Work task:
From the first line to the last, print the records exactly, leaving out the pictures.
======== Excerpted records
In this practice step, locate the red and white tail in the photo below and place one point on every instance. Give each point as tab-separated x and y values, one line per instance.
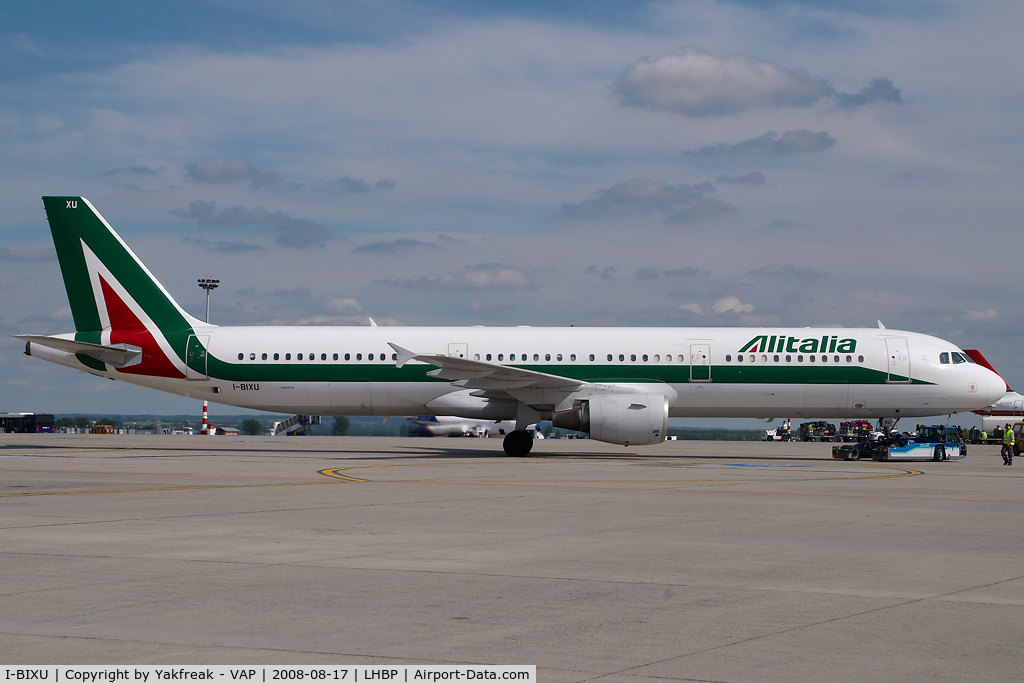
976	355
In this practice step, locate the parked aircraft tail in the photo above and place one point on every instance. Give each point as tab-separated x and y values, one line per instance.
976	355
116	302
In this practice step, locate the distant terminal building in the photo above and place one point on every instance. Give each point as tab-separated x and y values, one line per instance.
26	423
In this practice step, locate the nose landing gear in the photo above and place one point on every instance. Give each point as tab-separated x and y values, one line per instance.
517	443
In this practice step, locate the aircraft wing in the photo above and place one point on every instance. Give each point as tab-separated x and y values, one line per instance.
480	375
119	355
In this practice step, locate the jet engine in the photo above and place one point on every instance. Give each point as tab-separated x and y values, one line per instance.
637	419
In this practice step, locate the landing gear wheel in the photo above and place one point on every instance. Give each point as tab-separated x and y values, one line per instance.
517	443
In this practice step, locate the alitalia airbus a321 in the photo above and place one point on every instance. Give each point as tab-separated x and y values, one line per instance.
620	385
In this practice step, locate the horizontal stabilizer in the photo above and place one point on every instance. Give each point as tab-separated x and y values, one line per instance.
119	355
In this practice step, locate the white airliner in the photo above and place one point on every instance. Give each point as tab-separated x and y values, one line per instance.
1008	410
620	385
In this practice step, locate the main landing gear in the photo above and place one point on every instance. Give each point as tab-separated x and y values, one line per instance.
517	443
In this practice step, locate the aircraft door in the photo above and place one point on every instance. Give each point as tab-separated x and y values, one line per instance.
196	357
700	363
898	355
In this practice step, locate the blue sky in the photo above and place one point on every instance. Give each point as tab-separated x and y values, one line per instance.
449	163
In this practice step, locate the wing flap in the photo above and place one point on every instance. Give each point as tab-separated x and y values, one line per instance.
481	375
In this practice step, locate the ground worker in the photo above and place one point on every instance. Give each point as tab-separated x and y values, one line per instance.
1008	445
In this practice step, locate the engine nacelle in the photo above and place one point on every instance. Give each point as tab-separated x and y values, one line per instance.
637	419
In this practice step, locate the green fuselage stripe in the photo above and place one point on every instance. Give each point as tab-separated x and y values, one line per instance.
385	371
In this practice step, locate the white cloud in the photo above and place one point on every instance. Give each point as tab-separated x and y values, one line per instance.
483	276
981	315
731	304
343	306
699	84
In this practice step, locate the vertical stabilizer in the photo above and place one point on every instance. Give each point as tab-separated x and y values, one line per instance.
114	297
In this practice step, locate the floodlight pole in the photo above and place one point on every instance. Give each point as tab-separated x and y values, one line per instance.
209	286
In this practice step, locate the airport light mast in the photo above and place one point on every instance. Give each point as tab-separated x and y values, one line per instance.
208	285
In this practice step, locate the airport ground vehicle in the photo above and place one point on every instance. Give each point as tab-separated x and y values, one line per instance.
817	431
857	430
26	423
932	442
781	433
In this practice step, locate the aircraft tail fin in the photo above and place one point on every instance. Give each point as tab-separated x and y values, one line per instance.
95	262
114	297
976	355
================
Written response:
In this practice step, locate the red and white tail in the photo below and place one point on every instance. Give each point as tab-separated x and y values, one line per instance.
976	355
In this practice step, locate the parked aircraft tail in the photo above and place one point on every instance. Give each point as tab-separated x and y values, one line per instance.
976	355
116	302
In this practice step, locate the distant terminal building in the photo above and place one point on every instance. Give each point as tab-separated x and y values, one line per instance.
26	423
In this practice step, locate the nose landing gear in the photo above and place one point on every instance. Give each point as tab-separated x and y values, one line per instance.
517	443
In this practice step, locate the aircraft wing in the photo above and place one point on every instance. Give each point as tab-separated x and y values, one line per instance.
480	375
119	355
In this practice step, locate the jet engine in the photo above and place one point on every instance. Give each point as tab-separated x and y values, one line per instance.
637	419
In this practice step, locate the landing gear wheel in the photo above and place one point on every instance. Give each point as tab-separated x and y values, one line per instance.
517	443
In this practice step, locate the alitalia airbus a321 in the photo above and place one point on every instance. Give each point as tab-separated x and y values, one line per instance.
620	385
In this practice step, locate the horizontal stabilizer in the photo above and place one point on every instance. Give each point as tab-separated x and y values, one line per instance.
119	355
In this practice step, locate the white airliner in the photo above and place one point on every instance. Give each point as tab-separated x and y values, one line per instance.
1008	410
620	385
In this practice step, locate the main landing gear in the photo above and place one point on every instance. Give each point as tab-separated x and y values, one line per instance.
517	443
In this practice step, locate the aircraft door in the photo above and place one point on every instance. Give each point as tab-separated x and y values, one line per instance.
196	357
700	363
898	355
In this practice step, locate the blue sky in the photo above and place one point on every instance. Give each point as tab-separated x and y values, one line per instance.
449	163
In this practice step, locate the wing flap in the photo above and place one point on every instance. Give each point as tab-separated x and y values, one line per instance.
481	375
In this practice step, locate the ground worker in the photo above and place one point on every instance. Give each point as tab-separated x and y values, one line per instance.
1008	445
In this practice step, locate the engine nacelle in the photo above and place one point on every instance. Give each point as tab-separated x and y values, one line per instance.
637	419
In this practice step, locate the green fuselage stripe in the photo above and place one point on every instance. Give each point as tab-separated x and y values, one line per instance.
385	371
In this practice step, locate the white cloud in the photo above and place one point on every instance. Give each point as tab-separated x and y values, one line per instance.
483	276
981	315
731	304
343	306
699	84
In this practice step, locate the vertical stabilizer in the photo above and place one point on every instance. Give each point as tab-separated x and y values, one line per instance.
114	297
In this practice step, locate the floodlight pole in the photo above and place one point on every instance. Give each point as tab-separated x and y values, one line per instance.
209	286
In this practice step, locate the airport light mast in the photo above and place one point on every instance. Give each point as tab-separated x and y values, one line per instance.
208	285
In this practice step, locate the airport ground vehicle in the photo above and place one point on every instance. Give each point as tab-separated x and y values, one line per instance.
817	431
857	430
26	423
932	442
781	433
In this practice step, locate the aircraft tail fin in the photo above and place one point on every instance. Give each point as tab-separated x and y values, one line per instance.
95	262
114	297
976	355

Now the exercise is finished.